■ Dataset records:
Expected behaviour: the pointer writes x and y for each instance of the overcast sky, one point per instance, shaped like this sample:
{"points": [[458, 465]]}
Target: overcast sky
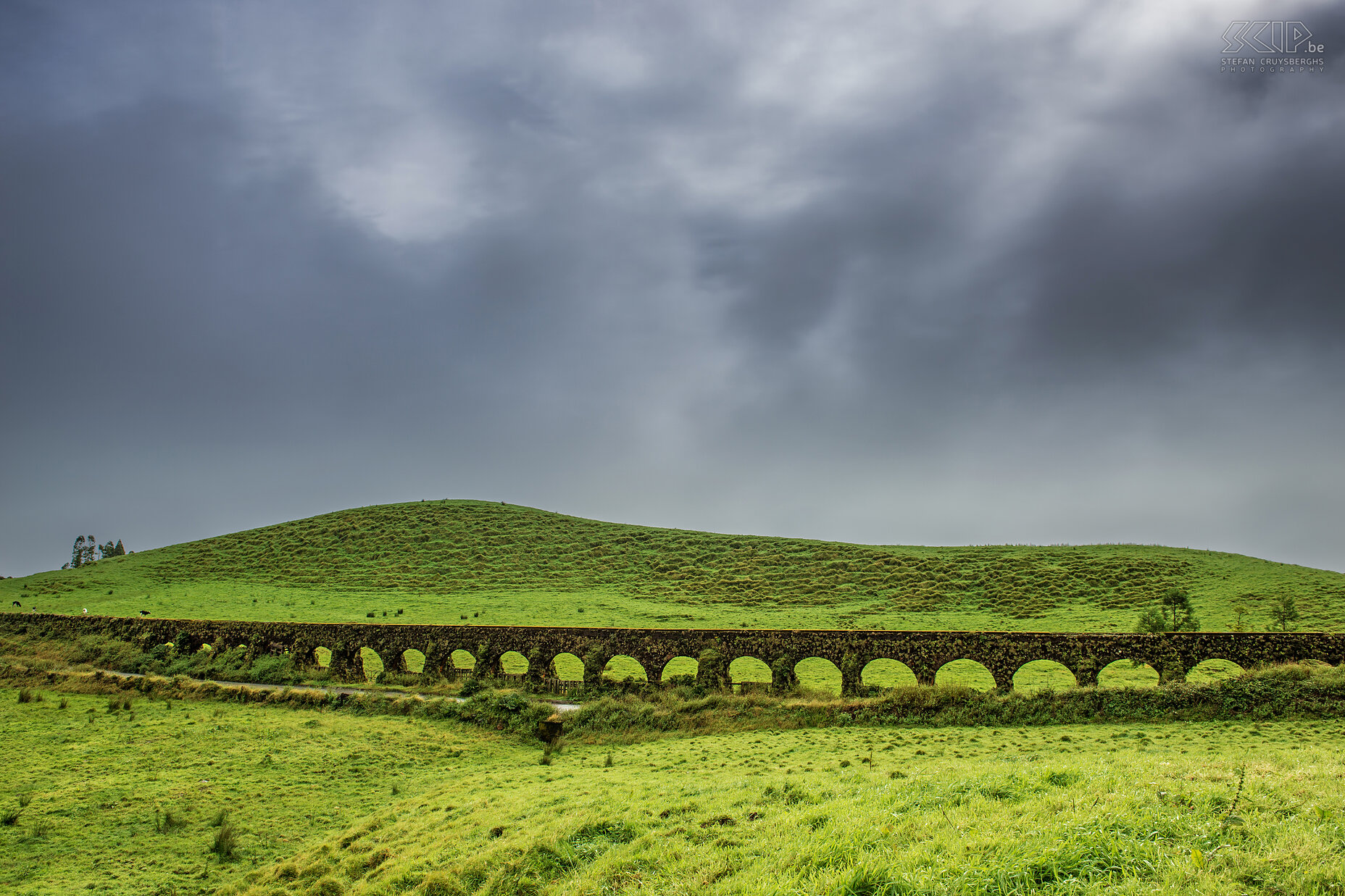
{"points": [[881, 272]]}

---

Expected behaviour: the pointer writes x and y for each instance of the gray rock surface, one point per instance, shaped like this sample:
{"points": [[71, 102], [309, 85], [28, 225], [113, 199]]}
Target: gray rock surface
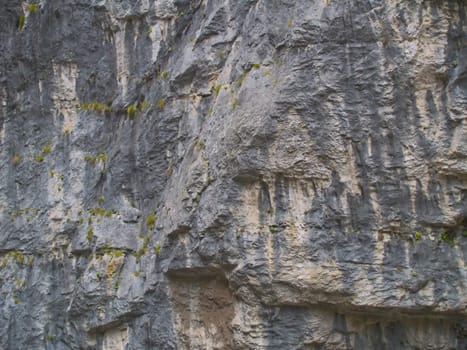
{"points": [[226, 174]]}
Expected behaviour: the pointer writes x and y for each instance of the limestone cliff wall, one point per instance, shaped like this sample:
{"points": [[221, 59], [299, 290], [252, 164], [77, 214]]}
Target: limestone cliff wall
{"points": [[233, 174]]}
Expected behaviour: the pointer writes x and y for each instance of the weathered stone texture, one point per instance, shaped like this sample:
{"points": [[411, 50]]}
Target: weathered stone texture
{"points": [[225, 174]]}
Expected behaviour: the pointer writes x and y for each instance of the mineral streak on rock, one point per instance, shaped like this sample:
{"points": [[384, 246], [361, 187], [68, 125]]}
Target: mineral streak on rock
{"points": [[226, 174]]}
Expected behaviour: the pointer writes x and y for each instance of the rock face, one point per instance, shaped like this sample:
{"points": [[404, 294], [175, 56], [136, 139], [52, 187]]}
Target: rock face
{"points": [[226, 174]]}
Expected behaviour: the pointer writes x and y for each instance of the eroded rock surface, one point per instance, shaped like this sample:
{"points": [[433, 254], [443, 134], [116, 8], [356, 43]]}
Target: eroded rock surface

■ Directions: Where a line of the material above holds the string "eroded", copy that line.

■ Solution:
Expected behaviour: the pointer writes x and y for each instance of the eroded rock surface, one point per instance, shaped like this sample:
Target: eroded rock surface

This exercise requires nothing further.